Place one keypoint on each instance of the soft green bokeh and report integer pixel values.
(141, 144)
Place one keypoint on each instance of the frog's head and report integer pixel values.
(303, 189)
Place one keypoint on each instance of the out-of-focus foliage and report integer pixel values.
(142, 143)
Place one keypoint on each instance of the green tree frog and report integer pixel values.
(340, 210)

◇ ◇ ◇

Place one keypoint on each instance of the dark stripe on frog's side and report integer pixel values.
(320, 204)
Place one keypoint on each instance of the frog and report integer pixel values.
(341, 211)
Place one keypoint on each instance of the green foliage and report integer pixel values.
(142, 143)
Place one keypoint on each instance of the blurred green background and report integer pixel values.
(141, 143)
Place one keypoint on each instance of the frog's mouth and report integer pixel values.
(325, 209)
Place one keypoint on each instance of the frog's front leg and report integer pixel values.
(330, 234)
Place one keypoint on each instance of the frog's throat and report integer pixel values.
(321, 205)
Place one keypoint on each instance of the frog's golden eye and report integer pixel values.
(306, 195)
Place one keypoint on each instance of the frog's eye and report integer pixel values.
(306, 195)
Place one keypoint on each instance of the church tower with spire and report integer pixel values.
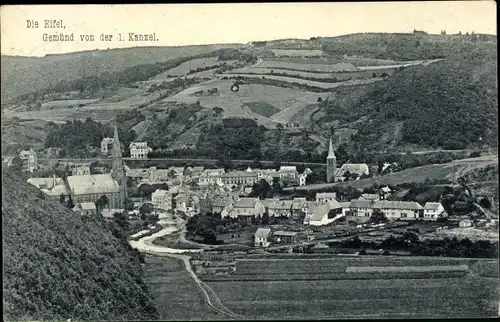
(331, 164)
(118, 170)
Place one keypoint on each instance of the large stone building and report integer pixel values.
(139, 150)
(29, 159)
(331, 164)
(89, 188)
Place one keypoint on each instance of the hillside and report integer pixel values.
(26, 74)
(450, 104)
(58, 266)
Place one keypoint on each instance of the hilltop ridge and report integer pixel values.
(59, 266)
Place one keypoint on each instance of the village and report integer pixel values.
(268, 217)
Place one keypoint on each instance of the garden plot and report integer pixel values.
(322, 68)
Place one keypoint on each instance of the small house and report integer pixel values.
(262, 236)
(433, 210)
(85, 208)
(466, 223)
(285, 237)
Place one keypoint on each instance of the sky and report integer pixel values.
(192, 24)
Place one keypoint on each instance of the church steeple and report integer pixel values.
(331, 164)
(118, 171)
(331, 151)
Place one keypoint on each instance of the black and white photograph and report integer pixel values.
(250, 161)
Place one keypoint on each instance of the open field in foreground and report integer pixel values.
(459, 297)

◇ ◇ ◇

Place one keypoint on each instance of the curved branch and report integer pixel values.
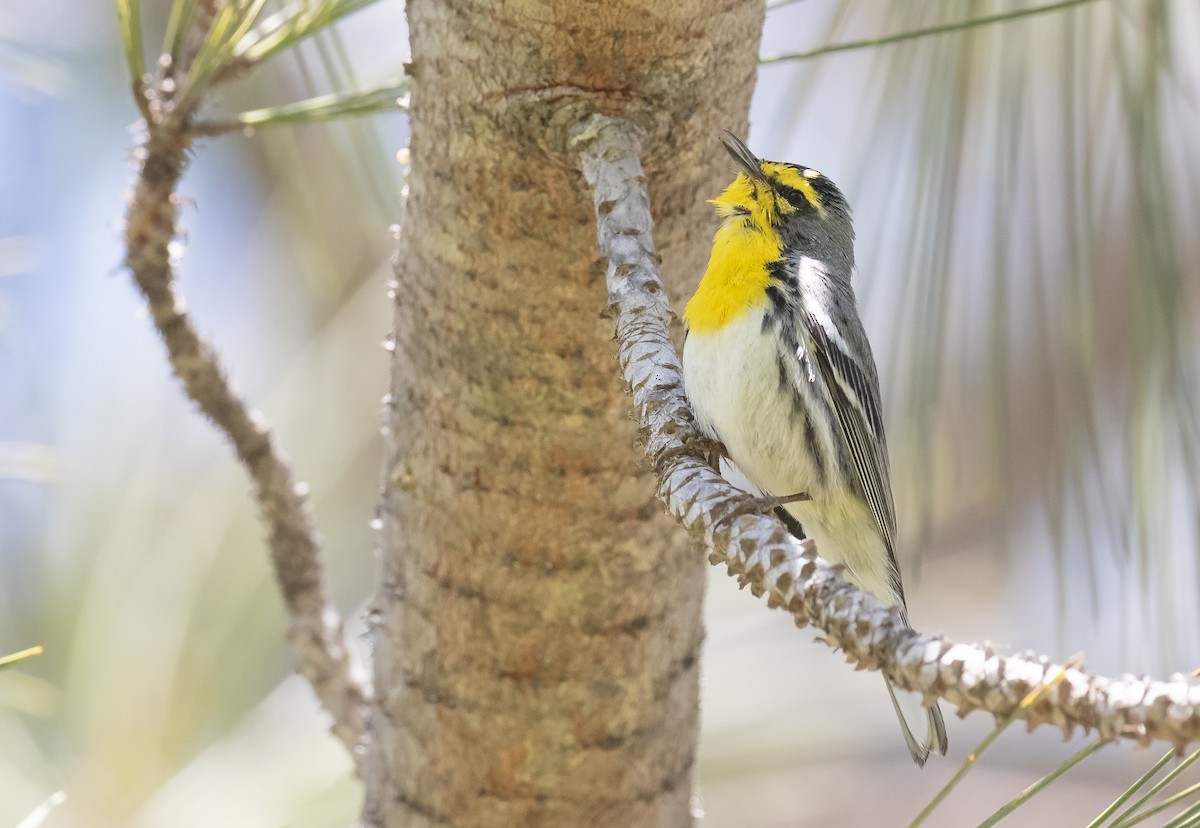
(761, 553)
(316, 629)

◇ ◇ ◇

» **AIM**: Please show every line of the entries above that contains the word "church", copied in full. Case counts.

» **EXPECTED OUTPUT**:
Place one keypoint on each instance of the church tower with spire and report integer pixel values.
Place one keypoint on each instance of the church steeple and report integer pixel values.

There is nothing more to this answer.